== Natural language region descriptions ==
*****

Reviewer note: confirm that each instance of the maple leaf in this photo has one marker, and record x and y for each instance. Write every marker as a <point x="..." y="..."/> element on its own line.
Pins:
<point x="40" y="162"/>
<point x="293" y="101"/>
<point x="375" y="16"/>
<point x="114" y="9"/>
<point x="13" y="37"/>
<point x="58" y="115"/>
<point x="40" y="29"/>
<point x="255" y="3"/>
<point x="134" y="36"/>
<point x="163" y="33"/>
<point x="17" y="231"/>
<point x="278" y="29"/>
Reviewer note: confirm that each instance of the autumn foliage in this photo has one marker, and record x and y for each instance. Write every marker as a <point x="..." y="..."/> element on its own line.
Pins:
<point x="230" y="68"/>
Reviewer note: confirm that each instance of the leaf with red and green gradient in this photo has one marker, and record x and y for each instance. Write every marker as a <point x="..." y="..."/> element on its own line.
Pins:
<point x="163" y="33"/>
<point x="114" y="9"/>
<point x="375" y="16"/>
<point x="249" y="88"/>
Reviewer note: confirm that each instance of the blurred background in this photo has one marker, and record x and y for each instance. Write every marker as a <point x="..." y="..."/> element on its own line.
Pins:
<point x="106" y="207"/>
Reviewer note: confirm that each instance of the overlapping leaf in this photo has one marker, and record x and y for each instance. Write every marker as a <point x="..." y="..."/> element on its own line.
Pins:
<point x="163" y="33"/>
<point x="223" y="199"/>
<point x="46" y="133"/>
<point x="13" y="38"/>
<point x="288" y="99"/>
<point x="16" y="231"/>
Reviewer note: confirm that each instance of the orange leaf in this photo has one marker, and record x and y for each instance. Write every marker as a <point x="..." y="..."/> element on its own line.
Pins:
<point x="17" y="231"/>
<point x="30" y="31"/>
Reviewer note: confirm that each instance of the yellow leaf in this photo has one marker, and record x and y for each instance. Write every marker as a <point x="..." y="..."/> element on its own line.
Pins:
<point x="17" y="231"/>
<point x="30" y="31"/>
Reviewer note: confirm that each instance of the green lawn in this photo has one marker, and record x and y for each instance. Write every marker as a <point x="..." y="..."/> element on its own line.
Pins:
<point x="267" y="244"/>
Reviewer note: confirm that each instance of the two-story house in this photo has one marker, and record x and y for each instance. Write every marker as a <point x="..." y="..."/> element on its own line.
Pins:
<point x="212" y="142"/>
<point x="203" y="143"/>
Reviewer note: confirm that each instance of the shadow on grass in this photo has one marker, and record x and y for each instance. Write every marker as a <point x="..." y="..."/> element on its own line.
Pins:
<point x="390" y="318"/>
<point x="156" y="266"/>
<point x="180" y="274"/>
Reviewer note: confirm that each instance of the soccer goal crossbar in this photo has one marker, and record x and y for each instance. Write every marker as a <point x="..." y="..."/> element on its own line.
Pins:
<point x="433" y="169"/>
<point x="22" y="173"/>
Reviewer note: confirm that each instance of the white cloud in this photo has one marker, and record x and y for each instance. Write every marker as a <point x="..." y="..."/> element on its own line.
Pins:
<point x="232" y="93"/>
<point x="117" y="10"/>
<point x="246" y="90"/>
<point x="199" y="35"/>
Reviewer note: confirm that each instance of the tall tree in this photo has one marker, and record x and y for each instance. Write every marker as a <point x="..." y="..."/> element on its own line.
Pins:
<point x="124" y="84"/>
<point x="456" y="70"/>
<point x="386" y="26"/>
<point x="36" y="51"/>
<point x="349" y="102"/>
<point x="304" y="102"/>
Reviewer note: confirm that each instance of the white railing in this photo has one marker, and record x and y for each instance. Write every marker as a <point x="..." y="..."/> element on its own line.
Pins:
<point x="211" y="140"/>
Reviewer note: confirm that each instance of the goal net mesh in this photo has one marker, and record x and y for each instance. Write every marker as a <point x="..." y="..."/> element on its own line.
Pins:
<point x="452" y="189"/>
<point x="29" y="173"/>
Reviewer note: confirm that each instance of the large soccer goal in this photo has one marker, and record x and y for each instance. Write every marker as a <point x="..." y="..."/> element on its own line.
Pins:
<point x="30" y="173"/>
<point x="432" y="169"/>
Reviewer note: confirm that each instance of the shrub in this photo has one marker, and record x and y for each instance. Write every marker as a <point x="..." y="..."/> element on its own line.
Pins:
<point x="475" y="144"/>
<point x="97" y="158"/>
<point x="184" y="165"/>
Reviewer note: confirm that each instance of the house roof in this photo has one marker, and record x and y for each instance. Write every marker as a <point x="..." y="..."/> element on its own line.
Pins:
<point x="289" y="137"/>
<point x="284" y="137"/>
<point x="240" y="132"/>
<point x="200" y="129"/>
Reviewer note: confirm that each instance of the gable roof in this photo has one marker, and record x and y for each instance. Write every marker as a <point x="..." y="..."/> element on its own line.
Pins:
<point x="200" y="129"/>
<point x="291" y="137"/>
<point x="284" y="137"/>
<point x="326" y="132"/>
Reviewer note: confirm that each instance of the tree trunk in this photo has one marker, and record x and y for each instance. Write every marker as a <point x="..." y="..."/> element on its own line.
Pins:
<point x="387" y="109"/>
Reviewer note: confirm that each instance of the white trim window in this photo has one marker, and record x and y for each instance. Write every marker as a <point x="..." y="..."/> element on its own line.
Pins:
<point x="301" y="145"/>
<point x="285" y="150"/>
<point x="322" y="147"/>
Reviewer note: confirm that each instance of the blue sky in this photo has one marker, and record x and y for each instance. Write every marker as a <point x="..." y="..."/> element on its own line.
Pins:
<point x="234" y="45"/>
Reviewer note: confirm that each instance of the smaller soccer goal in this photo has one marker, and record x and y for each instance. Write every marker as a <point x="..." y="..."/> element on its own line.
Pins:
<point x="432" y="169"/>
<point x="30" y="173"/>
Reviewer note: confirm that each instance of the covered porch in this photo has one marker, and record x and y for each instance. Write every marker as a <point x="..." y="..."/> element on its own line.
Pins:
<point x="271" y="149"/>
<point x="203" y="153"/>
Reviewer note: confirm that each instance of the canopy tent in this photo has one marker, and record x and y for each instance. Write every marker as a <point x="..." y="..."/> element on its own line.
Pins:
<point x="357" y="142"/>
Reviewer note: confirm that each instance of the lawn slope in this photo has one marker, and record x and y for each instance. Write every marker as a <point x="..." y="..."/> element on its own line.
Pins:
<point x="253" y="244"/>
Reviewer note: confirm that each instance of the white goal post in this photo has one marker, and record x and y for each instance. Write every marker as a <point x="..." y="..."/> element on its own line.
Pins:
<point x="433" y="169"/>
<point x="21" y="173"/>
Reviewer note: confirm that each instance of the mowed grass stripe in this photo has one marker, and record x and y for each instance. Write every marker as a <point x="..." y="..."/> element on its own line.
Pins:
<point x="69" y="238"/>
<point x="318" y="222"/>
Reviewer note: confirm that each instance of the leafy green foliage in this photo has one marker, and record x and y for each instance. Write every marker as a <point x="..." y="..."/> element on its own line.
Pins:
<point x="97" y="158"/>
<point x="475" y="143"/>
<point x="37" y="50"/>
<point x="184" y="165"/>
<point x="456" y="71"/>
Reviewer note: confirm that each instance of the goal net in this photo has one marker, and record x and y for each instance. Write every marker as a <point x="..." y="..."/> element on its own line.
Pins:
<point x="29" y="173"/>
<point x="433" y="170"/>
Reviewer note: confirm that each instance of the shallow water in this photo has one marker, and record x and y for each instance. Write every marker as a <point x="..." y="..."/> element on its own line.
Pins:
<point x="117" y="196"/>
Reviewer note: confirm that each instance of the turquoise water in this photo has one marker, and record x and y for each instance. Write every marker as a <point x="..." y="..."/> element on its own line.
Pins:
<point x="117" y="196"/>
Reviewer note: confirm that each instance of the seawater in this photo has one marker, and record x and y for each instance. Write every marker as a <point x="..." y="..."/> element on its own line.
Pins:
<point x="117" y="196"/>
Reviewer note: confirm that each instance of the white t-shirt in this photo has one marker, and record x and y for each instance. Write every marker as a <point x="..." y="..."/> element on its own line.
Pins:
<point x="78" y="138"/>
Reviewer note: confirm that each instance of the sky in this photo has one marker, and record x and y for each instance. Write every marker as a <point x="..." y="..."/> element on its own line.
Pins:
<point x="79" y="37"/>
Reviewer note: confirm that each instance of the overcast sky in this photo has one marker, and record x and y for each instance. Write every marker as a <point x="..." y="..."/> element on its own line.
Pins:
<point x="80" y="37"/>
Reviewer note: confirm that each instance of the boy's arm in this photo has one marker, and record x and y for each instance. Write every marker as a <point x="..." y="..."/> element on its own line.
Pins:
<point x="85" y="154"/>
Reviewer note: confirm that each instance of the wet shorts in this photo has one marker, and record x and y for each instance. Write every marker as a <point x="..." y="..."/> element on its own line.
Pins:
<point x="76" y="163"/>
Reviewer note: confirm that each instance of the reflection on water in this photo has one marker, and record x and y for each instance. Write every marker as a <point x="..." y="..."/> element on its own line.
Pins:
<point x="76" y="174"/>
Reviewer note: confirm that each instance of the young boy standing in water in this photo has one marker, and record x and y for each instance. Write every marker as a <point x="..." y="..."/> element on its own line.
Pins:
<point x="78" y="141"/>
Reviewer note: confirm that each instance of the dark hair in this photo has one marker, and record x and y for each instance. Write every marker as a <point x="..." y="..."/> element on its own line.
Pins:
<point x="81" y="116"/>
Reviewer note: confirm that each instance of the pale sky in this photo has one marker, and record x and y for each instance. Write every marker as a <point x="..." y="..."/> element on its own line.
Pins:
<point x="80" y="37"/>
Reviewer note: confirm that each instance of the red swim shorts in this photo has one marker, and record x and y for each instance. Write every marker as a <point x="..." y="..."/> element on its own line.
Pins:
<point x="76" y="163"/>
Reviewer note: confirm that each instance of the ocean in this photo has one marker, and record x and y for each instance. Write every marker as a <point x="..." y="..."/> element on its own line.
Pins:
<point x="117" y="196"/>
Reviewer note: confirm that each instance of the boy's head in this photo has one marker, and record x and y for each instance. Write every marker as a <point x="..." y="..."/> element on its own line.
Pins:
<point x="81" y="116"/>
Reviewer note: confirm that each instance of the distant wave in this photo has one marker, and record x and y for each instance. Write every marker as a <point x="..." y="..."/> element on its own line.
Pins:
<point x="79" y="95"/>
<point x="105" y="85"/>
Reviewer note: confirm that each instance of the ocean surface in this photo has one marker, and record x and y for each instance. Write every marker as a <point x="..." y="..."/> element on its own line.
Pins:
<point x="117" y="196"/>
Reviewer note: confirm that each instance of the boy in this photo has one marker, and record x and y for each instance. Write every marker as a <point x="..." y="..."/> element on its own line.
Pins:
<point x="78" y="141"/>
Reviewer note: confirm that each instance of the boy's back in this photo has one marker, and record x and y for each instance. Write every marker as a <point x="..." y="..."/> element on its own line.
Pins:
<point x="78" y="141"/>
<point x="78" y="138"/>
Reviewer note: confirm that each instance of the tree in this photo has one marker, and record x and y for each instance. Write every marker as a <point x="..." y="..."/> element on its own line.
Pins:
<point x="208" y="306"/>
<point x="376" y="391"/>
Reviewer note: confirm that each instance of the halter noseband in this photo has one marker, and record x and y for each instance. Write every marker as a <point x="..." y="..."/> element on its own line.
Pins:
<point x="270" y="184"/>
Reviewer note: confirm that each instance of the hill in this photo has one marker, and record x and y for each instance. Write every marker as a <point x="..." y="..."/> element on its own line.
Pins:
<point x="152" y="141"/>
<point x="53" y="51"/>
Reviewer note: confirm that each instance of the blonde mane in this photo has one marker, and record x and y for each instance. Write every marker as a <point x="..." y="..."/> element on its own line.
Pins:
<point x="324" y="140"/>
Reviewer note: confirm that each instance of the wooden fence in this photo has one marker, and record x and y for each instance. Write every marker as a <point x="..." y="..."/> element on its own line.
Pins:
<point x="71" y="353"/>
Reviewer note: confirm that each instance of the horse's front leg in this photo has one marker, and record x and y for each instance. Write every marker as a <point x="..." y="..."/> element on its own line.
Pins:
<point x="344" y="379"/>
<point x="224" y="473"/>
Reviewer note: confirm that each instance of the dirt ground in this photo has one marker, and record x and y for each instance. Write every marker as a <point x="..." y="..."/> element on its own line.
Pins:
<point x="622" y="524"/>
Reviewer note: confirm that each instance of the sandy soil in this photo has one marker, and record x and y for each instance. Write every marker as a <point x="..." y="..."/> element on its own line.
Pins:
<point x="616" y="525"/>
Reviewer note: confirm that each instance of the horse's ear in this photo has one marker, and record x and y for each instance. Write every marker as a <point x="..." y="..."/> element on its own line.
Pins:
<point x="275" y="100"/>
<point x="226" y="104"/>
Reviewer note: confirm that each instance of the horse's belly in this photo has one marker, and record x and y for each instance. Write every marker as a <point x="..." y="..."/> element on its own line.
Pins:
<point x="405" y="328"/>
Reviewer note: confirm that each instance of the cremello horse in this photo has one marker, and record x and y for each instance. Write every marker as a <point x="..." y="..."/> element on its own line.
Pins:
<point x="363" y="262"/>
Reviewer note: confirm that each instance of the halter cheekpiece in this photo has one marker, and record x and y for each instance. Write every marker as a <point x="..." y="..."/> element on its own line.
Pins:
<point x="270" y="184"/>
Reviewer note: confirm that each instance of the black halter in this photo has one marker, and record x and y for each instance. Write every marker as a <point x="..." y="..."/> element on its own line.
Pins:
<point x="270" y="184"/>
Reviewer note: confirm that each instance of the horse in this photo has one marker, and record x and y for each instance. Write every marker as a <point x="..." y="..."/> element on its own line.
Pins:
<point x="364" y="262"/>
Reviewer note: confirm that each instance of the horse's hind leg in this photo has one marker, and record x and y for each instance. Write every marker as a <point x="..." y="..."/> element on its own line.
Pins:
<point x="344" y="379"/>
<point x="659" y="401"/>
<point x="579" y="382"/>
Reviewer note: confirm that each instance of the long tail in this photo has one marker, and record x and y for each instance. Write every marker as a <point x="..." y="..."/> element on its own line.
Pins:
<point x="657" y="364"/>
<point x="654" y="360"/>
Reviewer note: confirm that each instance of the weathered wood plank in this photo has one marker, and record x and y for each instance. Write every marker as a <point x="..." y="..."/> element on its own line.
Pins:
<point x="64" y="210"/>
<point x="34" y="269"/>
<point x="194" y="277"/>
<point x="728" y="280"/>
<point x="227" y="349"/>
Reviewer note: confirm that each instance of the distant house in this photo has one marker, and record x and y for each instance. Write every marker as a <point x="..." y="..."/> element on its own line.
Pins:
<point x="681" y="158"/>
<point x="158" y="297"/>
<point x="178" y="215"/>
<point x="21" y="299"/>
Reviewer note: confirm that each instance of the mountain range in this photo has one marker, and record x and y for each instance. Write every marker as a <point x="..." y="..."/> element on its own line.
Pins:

*****

== Directions for this task ==
Count the lines in the records above that contain the word "ocean", and reply with that number alone.

== Written solution ==
2